[Object point labels]
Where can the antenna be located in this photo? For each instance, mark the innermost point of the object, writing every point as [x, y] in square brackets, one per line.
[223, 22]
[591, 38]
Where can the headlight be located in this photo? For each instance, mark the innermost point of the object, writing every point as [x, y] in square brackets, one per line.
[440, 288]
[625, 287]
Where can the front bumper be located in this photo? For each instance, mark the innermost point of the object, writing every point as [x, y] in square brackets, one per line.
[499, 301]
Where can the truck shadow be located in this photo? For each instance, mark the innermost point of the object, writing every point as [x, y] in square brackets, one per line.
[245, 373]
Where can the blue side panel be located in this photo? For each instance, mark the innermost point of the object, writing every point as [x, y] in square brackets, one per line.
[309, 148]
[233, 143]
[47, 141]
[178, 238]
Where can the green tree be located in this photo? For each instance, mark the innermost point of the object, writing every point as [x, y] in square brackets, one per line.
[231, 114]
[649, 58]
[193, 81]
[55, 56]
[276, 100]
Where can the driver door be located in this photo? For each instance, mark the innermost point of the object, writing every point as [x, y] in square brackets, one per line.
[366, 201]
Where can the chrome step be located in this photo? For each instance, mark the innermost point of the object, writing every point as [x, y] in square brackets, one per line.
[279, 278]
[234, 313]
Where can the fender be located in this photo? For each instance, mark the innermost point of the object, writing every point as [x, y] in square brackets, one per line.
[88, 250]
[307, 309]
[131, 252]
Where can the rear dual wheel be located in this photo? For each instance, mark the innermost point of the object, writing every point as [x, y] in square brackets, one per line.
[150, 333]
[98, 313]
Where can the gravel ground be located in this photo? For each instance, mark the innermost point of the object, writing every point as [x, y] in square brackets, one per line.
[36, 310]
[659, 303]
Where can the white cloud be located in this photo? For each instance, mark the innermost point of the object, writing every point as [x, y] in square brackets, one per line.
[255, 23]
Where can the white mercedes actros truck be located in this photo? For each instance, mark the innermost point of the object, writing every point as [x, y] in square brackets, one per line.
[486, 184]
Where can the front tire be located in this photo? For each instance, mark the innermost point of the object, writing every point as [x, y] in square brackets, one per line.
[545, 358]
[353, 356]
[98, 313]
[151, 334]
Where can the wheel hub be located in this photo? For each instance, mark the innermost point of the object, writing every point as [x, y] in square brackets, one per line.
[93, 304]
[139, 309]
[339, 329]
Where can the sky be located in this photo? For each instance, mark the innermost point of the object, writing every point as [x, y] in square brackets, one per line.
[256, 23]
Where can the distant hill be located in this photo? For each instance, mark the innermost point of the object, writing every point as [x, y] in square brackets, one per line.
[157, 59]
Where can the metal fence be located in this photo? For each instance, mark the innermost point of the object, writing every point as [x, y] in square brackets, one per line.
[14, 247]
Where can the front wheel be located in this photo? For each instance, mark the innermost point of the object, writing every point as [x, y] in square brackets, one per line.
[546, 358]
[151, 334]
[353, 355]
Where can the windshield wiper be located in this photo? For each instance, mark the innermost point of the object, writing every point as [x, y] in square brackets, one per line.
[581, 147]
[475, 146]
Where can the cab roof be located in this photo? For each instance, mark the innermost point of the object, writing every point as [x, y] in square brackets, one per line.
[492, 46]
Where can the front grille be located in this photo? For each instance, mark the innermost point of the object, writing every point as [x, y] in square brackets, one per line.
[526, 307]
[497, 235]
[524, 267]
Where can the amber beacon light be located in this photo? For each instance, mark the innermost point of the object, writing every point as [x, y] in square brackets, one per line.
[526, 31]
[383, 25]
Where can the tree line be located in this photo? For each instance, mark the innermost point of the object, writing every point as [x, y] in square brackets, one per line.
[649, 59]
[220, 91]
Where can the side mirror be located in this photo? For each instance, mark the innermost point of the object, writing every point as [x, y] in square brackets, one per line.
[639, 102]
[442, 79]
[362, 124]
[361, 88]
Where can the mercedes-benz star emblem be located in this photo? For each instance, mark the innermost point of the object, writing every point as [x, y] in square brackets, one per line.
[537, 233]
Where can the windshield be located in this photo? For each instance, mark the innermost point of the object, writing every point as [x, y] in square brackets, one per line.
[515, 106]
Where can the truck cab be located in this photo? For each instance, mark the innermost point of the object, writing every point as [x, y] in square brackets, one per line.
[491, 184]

Prompt: Repeat the material above in full, quoting it exactly.

Exercise solution:
Where can the antenna be located in this photo? For each instance, mark the innermost point of the object, writing every point as [x, y] in square brackets, one per line.
[223, 22]
[591, 38]
Where can the headlight be located in this photo? For each instance, mark the innermost point of the object, writing every point as [x, y] in square brackets, one per line.
[440, 288]
[625, 287]
Where can the front bumper be located in this photo? For each instance, mark the innermost point of the object, writing every point as [x, y] in square brackets, one per line.
[499, 301]
Where can the truck shadow be located in this photo? For each instance, mark the innermost point of the object, writing every point as [x, y] in square brackets, one per line.
[245, 373]
Where can the blue side panel be located in this photo? For each instance, mark the innermost point of the object, writing every point as [x, y] in square brackets, one per line.
[309, 148]
[233, 143]
[47, 141]
[178, 238]
Where can the green tree be located in this photo? For each instance, mark the innermost point of the object, writing every point as [x, y] in square brackets, one per line.
[231, 114]
[649, 58]
[193, 81]
[55, 56]
[276, 100]
Where can the driver door be located in this photo? For each instance, mark the innermost point of the object, writing every point as [x, y] in square brackets, one per line.
[366, 201]
Where can the chrome step be located in this photo? For each instance, mark the innermost point of the object, writing every point as [x, y] in square brackets, one per line.
[279, 278]
[234, 313]
Where can the fender be located in this photo? For each instance, mark the innermost point of the object, writing every point as [x, y] in square brackets, one per line.
[88, 250]
[307, 309]
[131, 252]
Where can the rear dual wheel be located in this photo? For each instance, mark the innermost point of the object, writing every point as [x, y] in square brackets, one per line.
[150, 333]
[98, 313]
Where can the gravel ground be located in this photo? For each instance, mark the innermost point of the object, writing every point as [x, y] in square brackets, one per line.
[36, 310]
[659, 303]
Where can the white cloud be located in this photo? For each instance, mark the innermost point of the object, writing every point as [x, y] in square brackets, one per line.
[255, 23]
Where can the white mercedes actros truck be located in this photo? For each instance, mark the innermost point of the object, writing every point as [x, y] in square brackets, one per line.
[486, 184]
Where can the front tire be located in this photo? For each instance, mark the innermost point of the object, writing every point as [x, y] in square brackets, one per line.
[545, 358]
[353, 356]
[98, 313]
[151, 334]
Where can the wheel hub be located in this photo? For each instance, mark the innermost point of the object, writing every point as [x, y] in square brackets, one per line.
[93, 304]
[139, 309]
[339, 329]
Where can the sky be located in this photo? For each instance, mark the innermost point of the object, writing every point as [x, y] in square brackets, one per line.
[256, 23]
Where can the distant hill be located in this photo? For each instance, mark the innermost point of the object, writing every point as [x, y] in square brackets, one per line.
[157, 59]
Where can the metal fence be located in this photo? For each instance, mark the innermost point of the object, writing every point as [x, y] in square brackets, one per line.
[14, 247]
Where can the front wheel be located in this photo? For each instance, mark the innermost point of the object, writing every point as [x, y] in square brackets, one per line.
[546, 358]
[151, 334]
[353, 355]
Where can the windshield wiper be located in this photo? For each instance, mark the innermost point of the object, writing every point as [x, y] in square brackets, one per line.
[581, 147]
[475, 146]
Where can the cab roof be located in this photo? For each instance, mark the innermost point of the object, writing every point as [x, y] in square brackets, one per line.
[492, 46]
Where can the front grille be located in this photo? For each instance, mark the innermost point of the object, writing every point as [x, y] in square brackets, one per line.
[526, 307]
[497, 235]
[524, 267]
Where can the amber beacon light be located in this photo? For each instance, mark the innermost point of the object, writing every point as [x, y] in square brackets, one per line.
[526, 31]
[383, 25]
Where can the tree line be located in this photo? For each instance, mark the innermost point of the object, writing every point as [x, y] in square brackets, one per line.
[649, 59]
[220, 91]
Where can the side mirror be located in this photo? For each instance, mark the innermost point of the object, writing every point as [x, y] in square brackets, one per line.
[639, 102]
[442, 79]
[362, 124]
[361, 88]
Where can the mercedes-benz star emblem be located in this photo? For each instance, mark the innermost point of the object, writing every point as [x, y] in square brackets, one per line.
[537, 233]
Where can the windshield be located in this photo? For each instance, mark the innermost point of the object, writing every point as [x, y] in square brackets, one per line.
[515, 106]
Where can the truck cab be located in this photo? For each instance, mark the innermost point of the object, writing every point as [x, y] in square brackets, one per line.
[491, 184]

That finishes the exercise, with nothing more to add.